Main article: [Indo-European migrations](/source/Indo-European_migrations)

The Kurgan hypothesis describes the initial spread of Proto-Indo-European during the 5th and 4th millennia BC.[23] As used by Gimbutas, the term "kurganized" implied that the culture could have been spread by no more than small bands who [imposed themselves](/source/Stratum_(linguistics)) on local people as an elite. This idea of PIE and its [daughter languages](/source/Language_family) diffusing east and west without mass movement proved popular with archaeologists in the 1970s (the *pots-not-people* paradigm).[24] The question of further Indo-Europeanization of Central and Western Europe, Central Asia and Northern India during the [Bronze Age](/source/Bronze_Age) is beyond the scope of the Kurgan hypothesis, and far more uncertain than the events of the Copper Age, and subject to some controversy. The rapidly developing fields of [archaeogenetics](/source/Archaeogenetics) and [genetic genealogy](/source/Genetic_genealogy) since the late 1990s have not only confirmed a migratory pattern out of the Pontic Steppe at the relevant time[6][7][8][25] but also suggest the possibility that the population movement involved was more substantial than earlier anticipated[6] and invasive.[25][26]

## Revisions

### Invasion versus diffusion scenarios (1980s onward)

Gimbutas believed that the expansions of the Kurgan culture were a series of essentially-hostile military incursions in which a new warrior culture imposed itself on the peaceful, [matrilinear](/source/Matrilineality), and matrifocal (but not [matriarchal](/source/Matriarchy)) cultures of "[Old Europe](/source/Old_European_culture)" and replaced it with a [patriarchal](/source/Patriarchy) [warrior](/source/Warrior) society,[27] a process visible in the appearance of fortified settlements and hillforts and the graves of warrior-chieftains:

The process of Indo-Europeanization was a cultural, not a physical, transformation. It must be understood as a military victory in terms of successfully imposing a new administrative system, language, and religion upon the indigenous groups.[28]

In her later life, Gimbutas increasingly emphasized the authoritarian nature of this transition from the egalitarian society centered on the nature/earth [mother goddess](/source/Mother_goddess) ([Gaia](/source/Gaia)) to a patriarchy worshipping the father/sun/weather god ([Zeus](/source/Zeus), [Dyaus](/source/Dyaus)).[29]

[J. P. Mallory](/source/J._P._Mallory) (in 1989) accepted the Kurgan hypothesis as the *de facto* standard theory of Indo-European origins, but he distinguished it from an implied "radical" scenario of military invasion. Gimbutas' actual main scenario involved slow accumulation of influence through coercion or extortion, as distinguished from general raiding shortly followed by conquest:

One might at first imagine that the economy of argument involved with the Kurgan solution should oblige us to accept it outright. But critics do exist and their objections can be summarized quite simply: Almost all of the arguments for invasion and cultural transformations are far better explained without reference to Kurgan expansions, and most of the evidence so far presented is either totally contradicted by other evidence, or is the result of gross misinterpretation of the cultural history of Eastern, Central, and Northern Europe.[30]

### Alignment with Anatolian hypothesis (2000s)
########################################
- **Prompt 1**: Write out the Kurgan passage, beginning at the words "One might at" and stopping after "Anatolian hypothesis (2000s)", and switch "critics" to "skeptics".
- **Prompt 2**: In what year did J. P. Mallory accept the Kurgan hypothesis as the de facto standard theory of Indo-European origins, according to the Kurgan passage?
- **Prompt 3**: Which deities does the Kurgan passage name?
Work from the text alone, with no outside knowledge.

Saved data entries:
########################################
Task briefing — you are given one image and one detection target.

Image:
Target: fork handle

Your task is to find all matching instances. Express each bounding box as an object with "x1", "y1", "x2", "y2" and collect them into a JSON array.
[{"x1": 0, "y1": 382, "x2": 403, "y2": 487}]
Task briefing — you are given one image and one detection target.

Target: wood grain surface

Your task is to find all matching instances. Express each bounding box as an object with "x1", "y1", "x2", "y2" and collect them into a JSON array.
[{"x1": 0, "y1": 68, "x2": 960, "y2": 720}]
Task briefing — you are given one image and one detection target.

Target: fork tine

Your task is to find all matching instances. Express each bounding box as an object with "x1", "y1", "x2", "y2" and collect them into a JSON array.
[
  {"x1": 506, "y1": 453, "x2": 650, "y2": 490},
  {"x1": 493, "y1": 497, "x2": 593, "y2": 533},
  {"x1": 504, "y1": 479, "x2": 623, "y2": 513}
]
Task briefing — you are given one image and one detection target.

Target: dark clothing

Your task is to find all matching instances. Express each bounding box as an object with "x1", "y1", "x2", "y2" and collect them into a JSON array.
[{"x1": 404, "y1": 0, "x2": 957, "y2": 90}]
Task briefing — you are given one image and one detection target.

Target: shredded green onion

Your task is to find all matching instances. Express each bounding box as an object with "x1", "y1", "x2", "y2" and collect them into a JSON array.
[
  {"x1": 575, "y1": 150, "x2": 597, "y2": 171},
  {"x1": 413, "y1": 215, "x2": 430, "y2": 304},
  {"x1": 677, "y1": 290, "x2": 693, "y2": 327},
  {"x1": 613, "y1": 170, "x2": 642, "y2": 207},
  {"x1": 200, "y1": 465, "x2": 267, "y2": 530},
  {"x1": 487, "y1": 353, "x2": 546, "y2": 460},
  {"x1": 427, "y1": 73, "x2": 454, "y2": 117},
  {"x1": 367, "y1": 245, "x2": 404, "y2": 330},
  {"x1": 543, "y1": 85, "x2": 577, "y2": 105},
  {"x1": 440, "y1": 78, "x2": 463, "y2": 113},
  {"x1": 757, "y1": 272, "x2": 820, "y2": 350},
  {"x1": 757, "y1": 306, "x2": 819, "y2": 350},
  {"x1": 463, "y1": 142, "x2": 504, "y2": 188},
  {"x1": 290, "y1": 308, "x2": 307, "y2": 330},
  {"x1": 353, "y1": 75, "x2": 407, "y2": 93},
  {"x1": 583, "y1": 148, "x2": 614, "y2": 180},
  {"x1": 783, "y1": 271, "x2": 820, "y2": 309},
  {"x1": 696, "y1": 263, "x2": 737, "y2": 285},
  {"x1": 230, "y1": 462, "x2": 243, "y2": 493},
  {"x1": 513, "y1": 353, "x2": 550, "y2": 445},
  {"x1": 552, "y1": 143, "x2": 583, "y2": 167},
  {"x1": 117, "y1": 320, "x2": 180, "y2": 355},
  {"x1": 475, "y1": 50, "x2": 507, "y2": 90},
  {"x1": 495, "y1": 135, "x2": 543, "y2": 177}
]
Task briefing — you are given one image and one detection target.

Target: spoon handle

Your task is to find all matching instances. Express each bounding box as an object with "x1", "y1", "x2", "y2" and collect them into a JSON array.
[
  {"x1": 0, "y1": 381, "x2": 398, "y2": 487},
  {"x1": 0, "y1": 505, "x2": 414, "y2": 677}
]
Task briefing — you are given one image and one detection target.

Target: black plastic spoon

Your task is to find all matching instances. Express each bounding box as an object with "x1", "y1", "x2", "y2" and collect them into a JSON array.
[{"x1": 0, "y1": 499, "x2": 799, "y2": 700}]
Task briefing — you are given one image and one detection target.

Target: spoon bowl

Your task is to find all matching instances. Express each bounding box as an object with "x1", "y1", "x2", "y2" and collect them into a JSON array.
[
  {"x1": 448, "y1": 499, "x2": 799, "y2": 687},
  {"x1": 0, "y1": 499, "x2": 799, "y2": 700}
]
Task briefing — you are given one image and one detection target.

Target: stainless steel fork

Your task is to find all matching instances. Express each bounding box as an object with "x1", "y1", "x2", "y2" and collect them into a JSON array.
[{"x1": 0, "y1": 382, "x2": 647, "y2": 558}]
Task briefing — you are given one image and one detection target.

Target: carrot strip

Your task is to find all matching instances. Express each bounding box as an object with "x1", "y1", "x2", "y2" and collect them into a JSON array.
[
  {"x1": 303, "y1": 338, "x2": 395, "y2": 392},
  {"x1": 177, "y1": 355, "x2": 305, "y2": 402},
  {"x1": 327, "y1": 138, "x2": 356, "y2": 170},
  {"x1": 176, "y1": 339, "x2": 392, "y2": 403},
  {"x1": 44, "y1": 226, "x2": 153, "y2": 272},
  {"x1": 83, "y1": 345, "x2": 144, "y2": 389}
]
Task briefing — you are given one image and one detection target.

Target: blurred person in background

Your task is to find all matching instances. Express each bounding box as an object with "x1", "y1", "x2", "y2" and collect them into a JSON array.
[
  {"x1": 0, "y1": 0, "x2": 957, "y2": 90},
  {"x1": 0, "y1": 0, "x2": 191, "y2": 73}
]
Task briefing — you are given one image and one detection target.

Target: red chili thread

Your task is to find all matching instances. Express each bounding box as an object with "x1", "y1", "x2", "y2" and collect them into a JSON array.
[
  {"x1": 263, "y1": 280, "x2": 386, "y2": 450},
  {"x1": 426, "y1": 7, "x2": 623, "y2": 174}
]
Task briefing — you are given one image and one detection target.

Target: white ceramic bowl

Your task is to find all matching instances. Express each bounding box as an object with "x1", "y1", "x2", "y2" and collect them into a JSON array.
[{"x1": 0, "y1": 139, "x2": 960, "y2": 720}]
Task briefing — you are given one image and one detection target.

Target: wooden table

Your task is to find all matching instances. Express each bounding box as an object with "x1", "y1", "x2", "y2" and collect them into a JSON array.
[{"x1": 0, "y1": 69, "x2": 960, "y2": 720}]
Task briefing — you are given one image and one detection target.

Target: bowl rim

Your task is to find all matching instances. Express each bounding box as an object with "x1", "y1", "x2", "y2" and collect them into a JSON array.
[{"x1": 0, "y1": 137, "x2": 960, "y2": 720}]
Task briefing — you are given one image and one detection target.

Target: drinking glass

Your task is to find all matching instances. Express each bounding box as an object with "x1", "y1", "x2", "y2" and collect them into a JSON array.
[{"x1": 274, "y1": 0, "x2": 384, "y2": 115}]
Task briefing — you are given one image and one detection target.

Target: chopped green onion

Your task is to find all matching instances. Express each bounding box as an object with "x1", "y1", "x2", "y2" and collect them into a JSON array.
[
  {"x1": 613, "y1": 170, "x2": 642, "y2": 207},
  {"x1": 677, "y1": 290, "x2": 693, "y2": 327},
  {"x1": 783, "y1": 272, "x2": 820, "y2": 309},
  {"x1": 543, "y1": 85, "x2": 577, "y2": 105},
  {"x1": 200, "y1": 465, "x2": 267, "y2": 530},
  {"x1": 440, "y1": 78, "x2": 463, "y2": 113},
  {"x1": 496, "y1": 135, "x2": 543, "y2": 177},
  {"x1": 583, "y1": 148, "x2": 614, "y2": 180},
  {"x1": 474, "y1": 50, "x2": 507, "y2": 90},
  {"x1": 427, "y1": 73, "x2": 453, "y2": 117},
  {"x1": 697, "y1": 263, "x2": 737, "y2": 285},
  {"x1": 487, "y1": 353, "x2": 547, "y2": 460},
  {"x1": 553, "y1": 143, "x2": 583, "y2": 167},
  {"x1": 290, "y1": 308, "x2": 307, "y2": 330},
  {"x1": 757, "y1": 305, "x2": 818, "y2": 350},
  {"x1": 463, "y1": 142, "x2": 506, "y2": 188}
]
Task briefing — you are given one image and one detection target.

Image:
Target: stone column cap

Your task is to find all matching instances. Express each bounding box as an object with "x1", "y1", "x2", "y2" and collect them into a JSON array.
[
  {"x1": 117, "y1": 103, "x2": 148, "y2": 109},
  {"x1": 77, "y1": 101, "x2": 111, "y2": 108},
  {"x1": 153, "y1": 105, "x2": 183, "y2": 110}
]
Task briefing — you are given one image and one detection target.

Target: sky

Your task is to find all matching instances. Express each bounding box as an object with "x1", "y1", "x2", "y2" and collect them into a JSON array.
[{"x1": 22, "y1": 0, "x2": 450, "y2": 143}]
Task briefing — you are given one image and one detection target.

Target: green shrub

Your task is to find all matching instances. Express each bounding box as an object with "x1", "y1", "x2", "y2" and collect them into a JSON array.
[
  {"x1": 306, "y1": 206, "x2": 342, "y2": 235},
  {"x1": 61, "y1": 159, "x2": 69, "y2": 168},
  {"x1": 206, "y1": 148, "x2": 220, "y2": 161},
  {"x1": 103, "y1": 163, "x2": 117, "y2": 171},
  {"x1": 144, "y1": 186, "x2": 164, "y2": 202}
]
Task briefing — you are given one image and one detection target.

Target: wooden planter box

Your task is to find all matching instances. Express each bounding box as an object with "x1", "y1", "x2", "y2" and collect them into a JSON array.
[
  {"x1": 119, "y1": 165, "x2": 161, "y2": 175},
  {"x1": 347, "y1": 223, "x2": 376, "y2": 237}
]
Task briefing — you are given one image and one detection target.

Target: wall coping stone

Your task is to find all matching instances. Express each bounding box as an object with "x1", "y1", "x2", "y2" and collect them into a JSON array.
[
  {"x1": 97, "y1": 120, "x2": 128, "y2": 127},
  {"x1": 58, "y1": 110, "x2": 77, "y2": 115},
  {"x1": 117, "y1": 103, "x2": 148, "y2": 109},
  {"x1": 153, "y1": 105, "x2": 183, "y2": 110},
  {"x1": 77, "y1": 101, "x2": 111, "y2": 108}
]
########################################
- **Answer box 1**:
One might at first imagine that the economy of argument involved with the Kurgan solution should oblige us to accept it outright. But skeptics do exist and their objections can be summarized quite simply: Almost all of the arguments for invasion and cultural transformations are far better explained without reference to Kurgan expansions, and most of the evidence so far presented is either totally contradicted by other evidence, or is the result of gross misinterpretation of the cultural history of Eastern, Central, and Northern Europe.[30]

### Alignment with Anatolian hypothesis (2000s)

- **Answer box 2**: 1989

- **Answer box 3**: Gaia, Zeus, Dyaus